=== READING PASSAGE ===
Jeff Maki & Chuck Monn
Outstanding Young Alumni Award Winners 2002
A textbook helped Jeff Maki find his niche in advertising. For Chuck Monn, it was his experiences in Ad Club and the National Student Advertising Competition that cemented his desire to work in the field.
The two were named UW Oshkosh Outstanding Young Alumni in 2002 for their work with Chiat\Day, an advertising firm that has done work for companies such as Taco Bell, Apple and Sony PlayStation.
Maki graduated in 1996 with a major in journalism and a dual emphasis in advertising and public relations, as well as a minor in Spanish. Monn, also a 1996 alumnus, was a journalism major with an emphasis in advertising and a minor in art.
But Maki said he wasn’t always sure of his career path. As a sophomore, he had an interest in literature and art, and considered majoring in English and becoming a teacher.

=== RECORD EXCERPTS ===
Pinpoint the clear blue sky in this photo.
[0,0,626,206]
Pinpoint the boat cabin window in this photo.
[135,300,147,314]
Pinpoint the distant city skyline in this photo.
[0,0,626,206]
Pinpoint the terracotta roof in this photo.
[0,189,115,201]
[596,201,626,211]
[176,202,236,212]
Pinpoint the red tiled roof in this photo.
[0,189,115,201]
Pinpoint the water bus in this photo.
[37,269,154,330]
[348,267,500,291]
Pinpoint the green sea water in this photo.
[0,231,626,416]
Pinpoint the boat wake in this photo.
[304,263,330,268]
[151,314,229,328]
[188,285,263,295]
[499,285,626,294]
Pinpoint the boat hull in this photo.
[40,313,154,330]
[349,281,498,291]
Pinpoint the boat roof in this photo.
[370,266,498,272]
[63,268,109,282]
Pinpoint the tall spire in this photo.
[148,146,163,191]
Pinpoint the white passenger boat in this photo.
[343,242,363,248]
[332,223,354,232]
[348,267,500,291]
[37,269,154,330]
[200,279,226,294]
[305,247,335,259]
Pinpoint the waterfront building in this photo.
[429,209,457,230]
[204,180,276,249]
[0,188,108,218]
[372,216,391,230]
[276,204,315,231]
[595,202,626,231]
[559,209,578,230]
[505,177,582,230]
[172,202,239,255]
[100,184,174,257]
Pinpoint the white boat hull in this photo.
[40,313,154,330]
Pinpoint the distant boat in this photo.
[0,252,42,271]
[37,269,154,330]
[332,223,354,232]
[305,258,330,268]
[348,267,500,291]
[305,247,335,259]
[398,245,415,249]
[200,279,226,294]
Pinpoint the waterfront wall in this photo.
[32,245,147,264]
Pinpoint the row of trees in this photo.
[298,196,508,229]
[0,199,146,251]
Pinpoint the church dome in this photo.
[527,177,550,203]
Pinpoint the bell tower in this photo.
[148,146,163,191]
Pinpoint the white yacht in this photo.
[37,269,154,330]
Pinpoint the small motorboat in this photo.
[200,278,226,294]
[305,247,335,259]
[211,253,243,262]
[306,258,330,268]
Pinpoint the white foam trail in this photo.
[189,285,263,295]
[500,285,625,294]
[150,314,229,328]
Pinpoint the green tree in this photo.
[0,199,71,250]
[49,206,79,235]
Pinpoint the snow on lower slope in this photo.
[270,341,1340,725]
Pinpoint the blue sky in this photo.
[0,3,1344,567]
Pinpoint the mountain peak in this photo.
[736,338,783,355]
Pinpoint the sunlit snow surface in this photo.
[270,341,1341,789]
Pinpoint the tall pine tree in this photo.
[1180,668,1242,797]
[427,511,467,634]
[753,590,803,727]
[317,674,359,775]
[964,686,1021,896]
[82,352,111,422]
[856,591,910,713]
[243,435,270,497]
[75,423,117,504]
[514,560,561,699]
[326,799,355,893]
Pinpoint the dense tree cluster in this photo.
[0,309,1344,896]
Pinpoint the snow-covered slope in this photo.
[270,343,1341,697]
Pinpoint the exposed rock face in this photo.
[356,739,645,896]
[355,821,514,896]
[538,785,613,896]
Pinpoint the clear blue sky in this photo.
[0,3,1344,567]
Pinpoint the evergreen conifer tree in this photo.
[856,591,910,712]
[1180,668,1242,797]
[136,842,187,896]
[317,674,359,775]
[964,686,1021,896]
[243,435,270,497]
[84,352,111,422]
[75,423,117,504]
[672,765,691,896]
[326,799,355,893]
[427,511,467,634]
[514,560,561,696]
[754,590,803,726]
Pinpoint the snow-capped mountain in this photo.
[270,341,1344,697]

=== DESCRIPTION OF THE TASK ===
Repeat the alumni award profile word for word between "Jeff Maki &" and "in the field.", inclusive.

=== RESULT OF THE TASK ===
Jeff Maki & Chuck Monn
Outstanding Young Alumni Award Winners 2002
A textbook helped Jeff Maki find his niche in advertising. For Chuck Monn, it was his experiences in Ad Club and the National Student Advertising Competition that cemented his desire to work in the field.